Stored entries

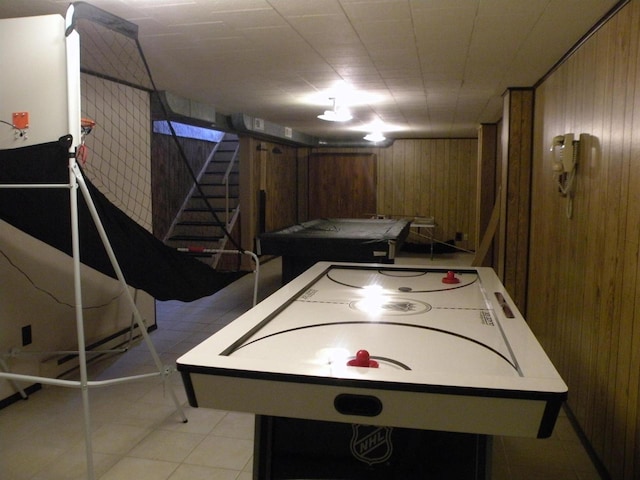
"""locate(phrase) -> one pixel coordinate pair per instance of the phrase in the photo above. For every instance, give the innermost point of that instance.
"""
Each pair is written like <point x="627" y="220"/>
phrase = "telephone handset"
<point x="564" y="152"/>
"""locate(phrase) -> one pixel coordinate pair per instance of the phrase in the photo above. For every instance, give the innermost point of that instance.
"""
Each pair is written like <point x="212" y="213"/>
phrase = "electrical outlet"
<point x="26" y="335"/>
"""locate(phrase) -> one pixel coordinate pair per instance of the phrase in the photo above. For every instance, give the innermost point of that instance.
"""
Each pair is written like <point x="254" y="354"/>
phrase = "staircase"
<point x="195" y="228"/>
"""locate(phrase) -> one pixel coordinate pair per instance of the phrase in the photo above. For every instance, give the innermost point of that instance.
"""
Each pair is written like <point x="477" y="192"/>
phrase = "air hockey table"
<point x="379" y="371"/>
<point x="334" y="239"/>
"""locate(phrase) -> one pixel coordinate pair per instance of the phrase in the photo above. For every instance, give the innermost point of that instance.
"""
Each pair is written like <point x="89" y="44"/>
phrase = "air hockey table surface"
<point x="452" y="351"/>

To do
In the lines above, spot each one that contains the word "like" and copy it.

Response
Each pair is written like <point x="627" y="220"/>
Each pair is written like <point x="212" y="213"/>
Each pair is written like <point x="254" y="354"/>
Each pair is written like <point x="477" y="192"/>
Each pair is written like <point x="89" y="44"/>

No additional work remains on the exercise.